▸ **Problem**: Your answer must be an exact copy of the listing below.

===

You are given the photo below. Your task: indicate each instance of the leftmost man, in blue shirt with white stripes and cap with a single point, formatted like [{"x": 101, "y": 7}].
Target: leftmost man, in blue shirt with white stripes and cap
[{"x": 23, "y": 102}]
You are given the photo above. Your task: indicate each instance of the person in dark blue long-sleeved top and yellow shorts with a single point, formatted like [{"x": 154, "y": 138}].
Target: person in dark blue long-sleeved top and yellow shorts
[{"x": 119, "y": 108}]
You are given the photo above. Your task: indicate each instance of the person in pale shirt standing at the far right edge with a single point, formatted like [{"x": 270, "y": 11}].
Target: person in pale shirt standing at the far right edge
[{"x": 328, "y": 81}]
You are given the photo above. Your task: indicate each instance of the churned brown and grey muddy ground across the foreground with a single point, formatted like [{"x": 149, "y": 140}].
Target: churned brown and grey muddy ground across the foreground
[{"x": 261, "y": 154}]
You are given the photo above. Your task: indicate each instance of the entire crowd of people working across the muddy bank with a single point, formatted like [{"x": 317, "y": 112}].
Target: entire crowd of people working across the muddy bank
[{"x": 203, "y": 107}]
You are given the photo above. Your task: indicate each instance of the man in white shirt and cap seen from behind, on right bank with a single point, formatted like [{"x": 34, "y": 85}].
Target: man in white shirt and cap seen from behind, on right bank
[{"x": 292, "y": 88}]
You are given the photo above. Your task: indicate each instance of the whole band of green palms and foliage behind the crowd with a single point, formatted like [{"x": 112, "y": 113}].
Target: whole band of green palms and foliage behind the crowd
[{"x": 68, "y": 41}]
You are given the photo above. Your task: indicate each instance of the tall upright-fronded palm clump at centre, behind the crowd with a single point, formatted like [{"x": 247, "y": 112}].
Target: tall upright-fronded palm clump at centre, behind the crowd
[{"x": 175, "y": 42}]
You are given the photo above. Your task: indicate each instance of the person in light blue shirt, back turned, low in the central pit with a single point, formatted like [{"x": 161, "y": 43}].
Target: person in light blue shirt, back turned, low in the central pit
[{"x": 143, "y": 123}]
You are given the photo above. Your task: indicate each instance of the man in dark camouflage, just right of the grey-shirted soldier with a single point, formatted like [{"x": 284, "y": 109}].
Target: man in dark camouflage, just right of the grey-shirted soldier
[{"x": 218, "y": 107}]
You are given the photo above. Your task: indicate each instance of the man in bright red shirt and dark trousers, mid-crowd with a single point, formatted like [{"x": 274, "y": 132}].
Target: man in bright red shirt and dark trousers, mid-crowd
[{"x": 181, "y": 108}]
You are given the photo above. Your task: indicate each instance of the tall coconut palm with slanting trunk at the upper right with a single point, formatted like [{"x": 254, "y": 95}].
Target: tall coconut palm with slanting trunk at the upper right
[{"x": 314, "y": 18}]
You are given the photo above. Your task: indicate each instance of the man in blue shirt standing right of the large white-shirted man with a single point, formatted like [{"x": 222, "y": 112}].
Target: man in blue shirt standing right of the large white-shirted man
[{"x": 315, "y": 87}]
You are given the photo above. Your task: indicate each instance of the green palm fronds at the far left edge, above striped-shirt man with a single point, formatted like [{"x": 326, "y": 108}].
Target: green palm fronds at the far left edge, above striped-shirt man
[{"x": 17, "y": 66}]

===

▸ **Response**:
You are given the photo below. Your task: indicate each instance of the leftmost man, in blue shirt with white stripes and cap with a single point, formatted like [{"x": 101, "y": 7}].
Target: leftmost man, in blue shirt with white stripes and cap
[{"x": 23, "y": 102}]
You are given the photo above. Your task: indicate each instance of the person in dark blue long-sleeved top and yellow shorts with a single point, formatted like [{"x": 154, "y": 138}].
Target: person in dark blue long-sleeved top and yellow shorts
[{"x": 119, "y": 108}]
You are given the photo above. Your task: indicate each instance of the person in pale shirt standing at the far right edge with a single point, formatted like [{"x": 270, "y": 11}].
Target: person in pale shirt standing at the far right edge
[{"x": 328, "y": 81}]
You are given the photo above. Your task: indicate each instance of the churned brown and grey muddy ground across the foreground with a single point, formatted like [{"x": 149, "y": 140}].
Target: churned brown and grey muddy ground across the foreground
[{"x": 261, "y": 154}]
You are given the photo above. Your task: indicate each instance of the entire crowd of people working across the muddy bank with a single point, formatted like [{"x": 317, "y": 112}].
Target: entire crowd of people working across the muddy bank
[{"x": 203, "y": 107}]
You are given the photo above. Your task: indicate each instance of the man in white shirt and cap seen from behind, on right bank with a single point, formatted like [{"x": 34, "y": 85}].
Target: man in white shirt and cap seen from behind, on right bank
[{"x": 292, "y": 88}]
You are given the photo above. Your task: indicate each instance of the whole band of green palms and foliage behind the crowd with a single point, formatted like [{"x": 112, "y": 113}].
Target: whole band of green palms and foliage behind the crowd
[{"x": 68, "y": 41}]
You are given the photo above. Your task: indicate each instance of the tall upright-fronded palm clump at centre, behind the crowd with a single point, formatted like [{"x": 247, "y": 112}].
Target: tall upright-fronded palm clump at centre, behind the crowd
[{"x": 175, "y": 42}]
You are given the photo above. Your task: indicate each instance of the person in light blue shirt, back turned, low in the central pit with a single point, formatted like [{"x": 161, "y": 43}].
Target: person in light blue shirt, back turned, low in the central pit
[{"x": 143, "y": 123}]
You are given the photo above. Your task: indicate each instance of the man in dark camouflage, just right of the grey-shirted soldier with a single point, formatted like [{"x": 284, "y": 109}].
Target: man in dark camouflage, just right of the grey-shirted soldier
[{"x": 218, "y": 107}]
You are given the photo above. Your task: indicate each instance of the man in bright red shirt and dark trousers, mid-crowd with a single point, formatted like [{"x": 274, "y": 132}].
Target: man in bright red shirt and dark trousers, mid-crowd
[{"x": 181, "y": 108}]
You are given the photo above. Your task: indicate each instance of the tall coconut palm with slanting trunk at the upper right with a single point, formatted like [{"x": 254, "y": 95}].
Target: tall coconut palm with slanting trunk at the upper right
[{"x": 314, "y": 18}]
You are given the photo above. Your task: indicate each instance of the man in blue shirt standing right of the large white-shirted man with a single point, formatted like [{"x": 222, "y": 112}].
Target: man in blue shirt standing right of the large white-shirted man
[{"x": 315, "y": 87}]
You are given the photo above. Your task: indicate each instance of the green palm fronds at the far left edge, above striped-shirt man with a single point, formatted like [{"x": 326, "y": 108}].
Target: green palm fronds at the far left edge, above striped-shirt man
[{"x": 17, "y": 66}]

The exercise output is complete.